━━━━━ MATERIAL TO PROCESS

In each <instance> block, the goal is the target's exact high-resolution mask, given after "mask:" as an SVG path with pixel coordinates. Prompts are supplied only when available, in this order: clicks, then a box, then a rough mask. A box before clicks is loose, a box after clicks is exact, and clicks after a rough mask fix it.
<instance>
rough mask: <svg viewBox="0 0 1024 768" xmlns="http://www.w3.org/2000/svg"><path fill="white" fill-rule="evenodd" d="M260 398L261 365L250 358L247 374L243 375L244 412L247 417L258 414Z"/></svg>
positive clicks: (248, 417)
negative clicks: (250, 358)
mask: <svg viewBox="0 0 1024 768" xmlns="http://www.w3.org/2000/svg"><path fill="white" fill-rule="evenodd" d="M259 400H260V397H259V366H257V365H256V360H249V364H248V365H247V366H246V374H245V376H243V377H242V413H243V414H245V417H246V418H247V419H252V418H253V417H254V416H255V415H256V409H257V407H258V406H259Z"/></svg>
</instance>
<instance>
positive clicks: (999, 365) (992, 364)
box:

━━━━━━━━━━
━━━━━ MATERIAL TO PROCESS

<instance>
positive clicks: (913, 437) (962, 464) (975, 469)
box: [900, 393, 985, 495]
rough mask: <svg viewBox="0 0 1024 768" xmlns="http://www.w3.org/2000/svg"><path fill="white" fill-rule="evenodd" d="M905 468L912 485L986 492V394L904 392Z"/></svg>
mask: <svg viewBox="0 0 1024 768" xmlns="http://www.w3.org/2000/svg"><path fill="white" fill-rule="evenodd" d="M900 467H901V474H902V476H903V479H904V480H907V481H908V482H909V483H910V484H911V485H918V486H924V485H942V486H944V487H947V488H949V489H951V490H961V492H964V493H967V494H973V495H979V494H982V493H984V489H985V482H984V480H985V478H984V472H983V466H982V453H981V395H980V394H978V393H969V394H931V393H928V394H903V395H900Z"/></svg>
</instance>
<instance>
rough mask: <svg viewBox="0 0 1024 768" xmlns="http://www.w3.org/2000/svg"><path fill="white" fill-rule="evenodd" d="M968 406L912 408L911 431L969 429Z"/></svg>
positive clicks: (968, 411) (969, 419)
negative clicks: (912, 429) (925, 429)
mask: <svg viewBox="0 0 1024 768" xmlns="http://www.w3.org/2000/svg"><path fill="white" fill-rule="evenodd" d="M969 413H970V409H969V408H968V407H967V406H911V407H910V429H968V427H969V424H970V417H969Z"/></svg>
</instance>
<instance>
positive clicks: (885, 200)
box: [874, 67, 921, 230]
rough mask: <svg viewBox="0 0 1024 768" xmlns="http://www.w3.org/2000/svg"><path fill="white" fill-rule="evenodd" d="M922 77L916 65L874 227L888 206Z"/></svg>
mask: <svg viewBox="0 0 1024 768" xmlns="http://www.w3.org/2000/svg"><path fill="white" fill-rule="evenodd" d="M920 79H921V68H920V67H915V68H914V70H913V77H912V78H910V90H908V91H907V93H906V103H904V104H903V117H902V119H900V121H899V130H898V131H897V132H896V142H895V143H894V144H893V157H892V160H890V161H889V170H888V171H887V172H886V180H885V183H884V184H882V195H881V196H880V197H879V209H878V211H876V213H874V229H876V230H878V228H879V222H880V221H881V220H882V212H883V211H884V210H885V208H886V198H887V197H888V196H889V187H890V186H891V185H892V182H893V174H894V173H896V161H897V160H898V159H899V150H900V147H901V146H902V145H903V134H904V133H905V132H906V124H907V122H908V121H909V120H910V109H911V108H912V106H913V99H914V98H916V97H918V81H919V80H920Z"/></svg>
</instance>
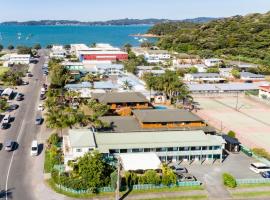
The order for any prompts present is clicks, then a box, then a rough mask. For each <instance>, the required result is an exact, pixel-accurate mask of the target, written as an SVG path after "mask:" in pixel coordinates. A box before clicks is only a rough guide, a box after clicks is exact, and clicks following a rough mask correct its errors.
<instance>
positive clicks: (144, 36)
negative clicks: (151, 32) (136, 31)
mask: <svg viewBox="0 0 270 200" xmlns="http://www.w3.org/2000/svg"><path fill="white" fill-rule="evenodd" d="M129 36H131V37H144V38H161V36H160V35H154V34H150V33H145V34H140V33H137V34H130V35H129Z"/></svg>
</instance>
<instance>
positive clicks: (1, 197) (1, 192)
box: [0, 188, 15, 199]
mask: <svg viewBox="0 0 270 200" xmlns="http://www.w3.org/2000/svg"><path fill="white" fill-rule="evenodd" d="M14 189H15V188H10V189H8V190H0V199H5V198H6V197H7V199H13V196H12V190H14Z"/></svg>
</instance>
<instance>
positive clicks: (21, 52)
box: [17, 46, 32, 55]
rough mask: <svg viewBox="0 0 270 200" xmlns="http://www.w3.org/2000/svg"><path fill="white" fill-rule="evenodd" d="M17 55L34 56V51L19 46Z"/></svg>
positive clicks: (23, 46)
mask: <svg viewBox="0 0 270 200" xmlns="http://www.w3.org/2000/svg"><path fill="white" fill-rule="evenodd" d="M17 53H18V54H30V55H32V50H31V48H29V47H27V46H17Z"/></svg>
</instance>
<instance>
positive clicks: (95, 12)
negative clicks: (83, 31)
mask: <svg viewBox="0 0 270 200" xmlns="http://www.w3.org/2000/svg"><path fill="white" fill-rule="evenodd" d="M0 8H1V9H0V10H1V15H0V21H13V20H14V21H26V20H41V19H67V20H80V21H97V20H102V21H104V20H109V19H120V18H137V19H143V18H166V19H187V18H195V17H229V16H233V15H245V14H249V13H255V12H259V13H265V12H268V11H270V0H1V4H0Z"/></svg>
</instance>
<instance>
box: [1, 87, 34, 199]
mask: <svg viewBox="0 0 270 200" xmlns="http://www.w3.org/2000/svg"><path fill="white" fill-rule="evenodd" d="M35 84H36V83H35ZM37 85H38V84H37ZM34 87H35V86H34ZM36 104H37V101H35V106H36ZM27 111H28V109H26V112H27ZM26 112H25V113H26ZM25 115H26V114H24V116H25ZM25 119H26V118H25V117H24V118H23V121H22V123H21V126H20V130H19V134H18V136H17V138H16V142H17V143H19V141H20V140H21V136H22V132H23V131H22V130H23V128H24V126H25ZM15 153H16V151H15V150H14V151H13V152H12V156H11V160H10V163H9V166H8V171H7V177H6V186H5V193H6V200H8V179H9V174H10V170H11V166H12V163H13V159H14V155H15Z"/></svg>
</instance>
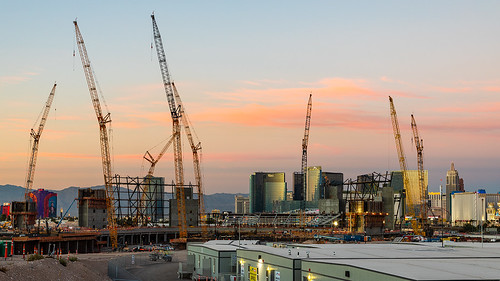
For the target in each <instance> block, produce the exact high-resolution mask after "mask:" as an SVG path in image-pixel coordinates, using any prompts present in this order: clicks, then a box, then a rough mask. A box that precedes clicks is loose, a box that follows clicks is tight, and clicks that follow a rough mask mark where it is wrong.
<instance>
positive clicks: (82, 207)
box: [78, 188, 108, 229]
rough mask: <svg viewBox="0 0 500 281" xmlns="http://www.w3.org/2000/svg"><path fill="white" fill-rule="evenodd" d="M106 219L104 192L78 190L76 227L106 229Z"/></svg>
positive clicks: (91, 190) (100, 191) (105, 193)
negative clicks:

━━━━━━━━━━
━━━━━ MATERIAL TO PROCESS

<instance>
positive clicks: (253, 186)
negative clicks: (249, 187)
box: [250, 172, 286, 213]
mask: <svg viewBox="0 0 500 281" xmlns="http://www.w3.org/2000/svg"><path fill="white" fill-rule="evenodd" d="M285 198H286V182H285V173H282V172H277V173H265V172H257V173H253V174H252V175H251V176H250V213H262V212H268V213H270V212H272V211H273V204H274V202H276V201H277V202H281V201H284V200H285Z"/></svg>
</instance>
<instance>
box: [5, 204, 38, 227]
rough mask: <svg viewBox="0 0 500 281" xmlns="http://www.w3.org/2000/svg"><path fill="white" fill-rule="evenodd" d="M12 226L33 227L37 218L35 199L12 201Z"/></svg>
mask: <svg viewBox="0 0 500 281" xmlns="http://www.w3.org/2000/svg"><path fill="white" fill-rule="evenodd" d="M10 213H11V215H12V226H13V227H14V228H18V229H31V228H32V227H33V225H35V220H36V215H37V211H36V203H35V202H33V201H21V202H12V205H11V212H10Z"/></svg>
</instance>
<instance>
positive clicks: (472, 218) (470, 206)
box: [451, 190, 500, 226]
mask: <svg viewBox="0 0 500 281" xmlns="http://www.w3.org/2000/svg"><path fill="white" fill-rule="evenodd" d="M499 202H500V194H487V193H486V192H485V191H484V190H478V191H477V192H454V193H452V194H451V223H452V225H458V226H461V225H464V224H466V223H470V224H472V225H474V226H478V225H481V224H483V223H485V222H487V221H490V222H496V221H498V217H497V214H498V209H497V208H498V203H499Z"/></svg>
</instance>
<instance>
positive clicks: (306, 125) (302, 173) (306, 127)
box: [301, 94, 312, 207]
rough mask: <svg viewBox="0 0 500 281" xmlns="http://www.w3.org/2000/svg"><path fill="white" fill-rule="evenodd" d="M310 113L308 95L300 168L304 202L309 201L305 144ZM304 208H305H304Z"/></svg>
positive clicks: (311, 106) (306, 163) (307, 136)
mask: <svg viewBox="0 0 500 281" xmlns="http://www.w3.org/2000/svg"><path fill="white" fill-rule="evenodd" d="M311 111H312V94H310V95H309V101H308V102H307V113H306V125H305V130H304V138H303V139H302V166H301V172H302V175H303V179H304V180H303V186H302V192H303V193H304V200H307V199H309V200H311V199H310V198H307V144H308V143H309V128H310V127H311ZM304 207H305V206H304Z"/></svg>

━━━━━━━━━━

If a line of the records above holds the word "only", show it.

In each <instance> block, the goal is the target's exact high-resolution mask, given after "mask:" as an SVG path with pixel coordinates. Prompts are supplied only when available, in this order: clicks, then a box, then a rough mask. A box before clicks is loose, a box after clicks is exact, and clicks after a rough mask fix it.
The order for any prompts present is clicks, then a box, then a rough mask. For each <instance>, the required result is an exact, pixel-accurate mask of the target, written as an SVG path after "mask:" in pixel coordinates. A box before clicks is only a rough guide, a box after clicks is exact, and clicks following a rough mask correct its errors.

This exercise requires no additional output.